**TASK OBJECTIVE**.
Write out only the tail of the records, beginning at the line containing "Q: report a point for each instance of the plastic" and including the last line, exactly as written.

══════

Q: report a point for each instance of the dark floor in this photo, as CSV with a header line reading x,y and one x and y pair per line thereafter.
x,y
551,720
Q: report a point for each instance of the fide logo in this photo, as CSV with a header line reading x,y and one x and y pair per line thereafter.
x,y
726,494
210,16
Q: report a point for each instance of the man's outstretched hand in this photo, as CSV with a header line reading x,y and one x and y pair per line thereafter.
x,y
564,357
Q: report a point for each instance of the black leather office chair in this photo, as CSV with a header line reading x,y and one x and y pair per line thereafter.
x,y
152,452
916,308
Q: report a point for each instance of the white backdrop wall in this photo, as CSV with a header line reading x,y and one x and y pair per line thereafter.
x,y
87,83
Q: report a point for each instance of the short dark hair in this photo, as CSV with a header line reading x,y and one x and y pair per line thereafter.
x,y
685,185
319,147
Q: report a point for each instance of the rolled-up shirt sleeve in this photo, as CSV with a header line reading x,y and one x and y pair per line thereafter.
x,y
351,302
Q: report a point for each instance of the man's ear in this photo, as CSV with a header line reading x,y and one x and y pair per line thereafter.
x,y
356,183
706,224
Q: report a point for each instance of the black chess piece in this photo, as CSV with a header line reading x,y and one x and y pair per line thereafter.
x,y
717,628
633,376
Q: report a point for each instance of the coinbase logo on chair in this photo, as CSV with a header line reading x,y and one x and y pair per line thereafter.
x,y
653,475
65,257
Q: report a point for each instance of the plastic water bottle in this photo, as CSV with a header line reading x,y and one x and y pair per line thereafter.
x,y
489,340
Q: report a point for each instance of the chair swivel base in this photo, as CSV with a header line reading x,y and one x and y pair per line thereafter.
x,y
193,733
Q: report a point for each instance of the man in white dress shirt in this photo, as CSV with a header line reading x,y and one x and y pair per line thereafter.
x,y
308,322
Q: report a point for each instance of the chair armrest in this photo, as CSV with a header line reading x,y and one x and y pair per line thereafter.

══════

**RESPONSE TO THIS EXERCISE**.
Q: report a point for each instance of the plastic water bottle in this photo, as CSV with a header line reading x,y and one x and y pair per line thereafter.
x,y
489,340
Q: report a point for each instance of the chair swivel base in this photo, as CSV with a header line reading x,y and one x and y pair per line thereafter.
x,y
193,733
Q: report a point for each instance of the man in white dress shirt in this photo, as CSV with a header line reading x,y and one x and y pair per line thereafter.
x,y
308,322
Q: report a point for each instance of the chair armrest in this photo, as CSV with a header line reading x,y and one x and y pair per line thereafter.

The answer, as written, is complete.